- PAGE EXCERPT -
- Countries: Scotland
- Champions: Caledonia
- Runners-up: Scottish Borders
- Matches played: 6

= 1999–2000 Amateur Scottish Inter-District Championship =

Rugby union competition

The 1999–2000 Amateur Scottish Inter-District Championship was a rugby union competition for Scotland's amateur district teams.

The professional game in Scotland saw the merging of the 4 districts into 2 in 1998; now only Glasgow Caledonians and Edinburgh Reivers were involved in the professional Scottish Inter-District Championship as a renamed Tri-Series. The Glasgow and Edinburgh sides were also involved in the Welsh-Scottish League.

"When we changed from four to two districts, the top of the tree was lopped off," Jim Telfer said.

The SRU decided to re-instate the Inter-District Championship at amateur level with the traditional amateur districts of Glasgow District, Edinburgh District, South and North and Midlands.

The North and Midlands district was renamed Caledonia to tie in with the disbanded professional side Caledonia Reds and the South district was renamed Scottish Borders to tie in with the disbanded professional side Border Reivers.

- YOUR TASKS -
1. Please retype the championship text word for word, beginning at the words "The 1999–2000 Amateur" and stopping after "Jim Telfer said.".
2. According to the championship text, what new name was given to the South district?

- DATA SECTION -
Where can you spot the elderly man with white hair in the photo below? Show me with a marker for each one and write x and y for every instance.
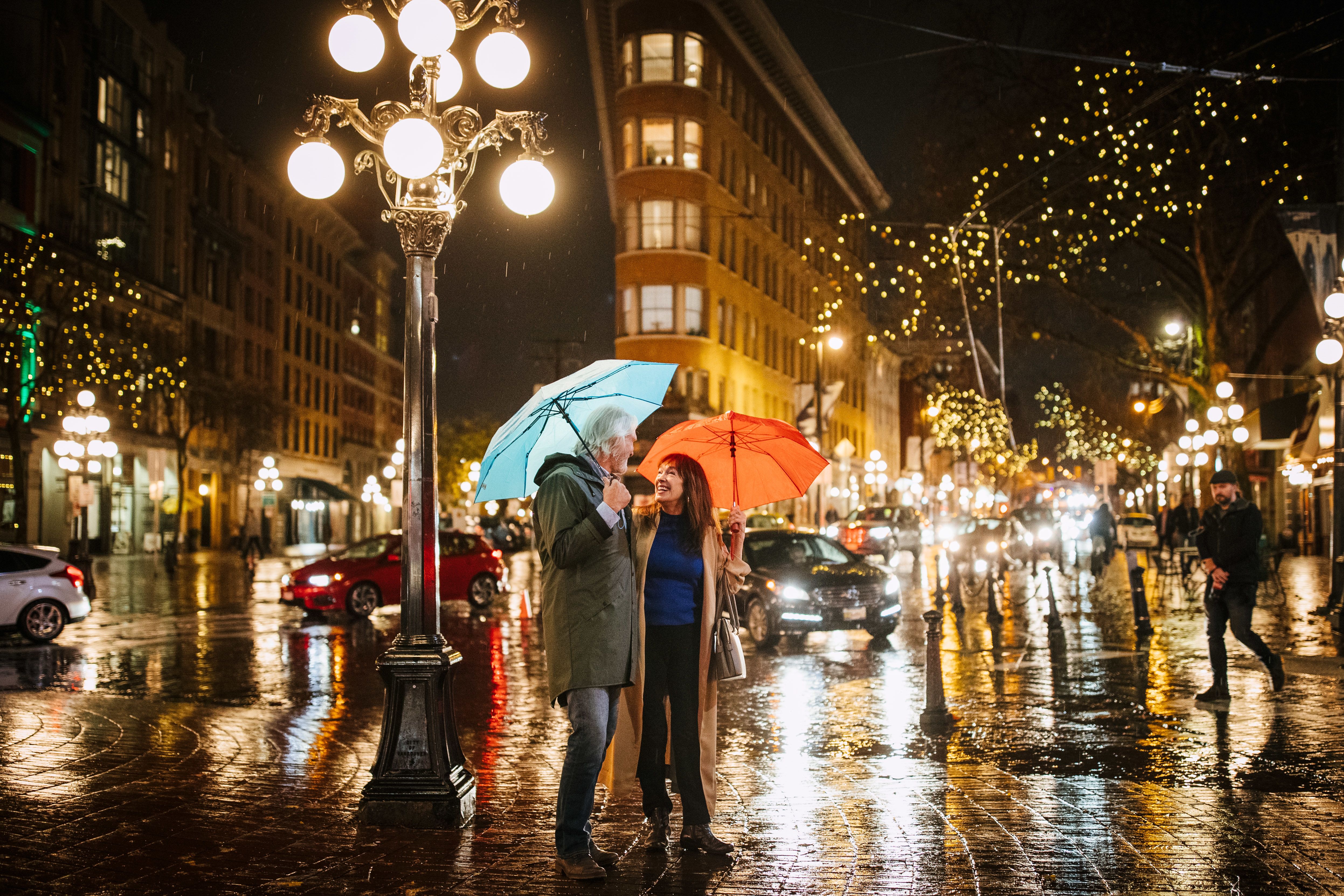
(589, 614)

- RESPONSES IN ORDER -
1.
The 1999–2000 Amateur Scottish Inter-District Championship was a rugby union competition for Scotland's amateur district teams.

The professional game in Scotland saw the merging of the 4 districts into 2 in 1998; now only Glasgow Caledonians and Edinburgh Reivers were involved in the professional Scottish Inter-District Championship as a renamed Tri-Series. The Glasgow and Edinburgh sides were also involved in the Welsh-Scottish League.

"When we changed from four to two districts, the top of the tree was lopped off," Jim Telfer said.

2. Scottish Borders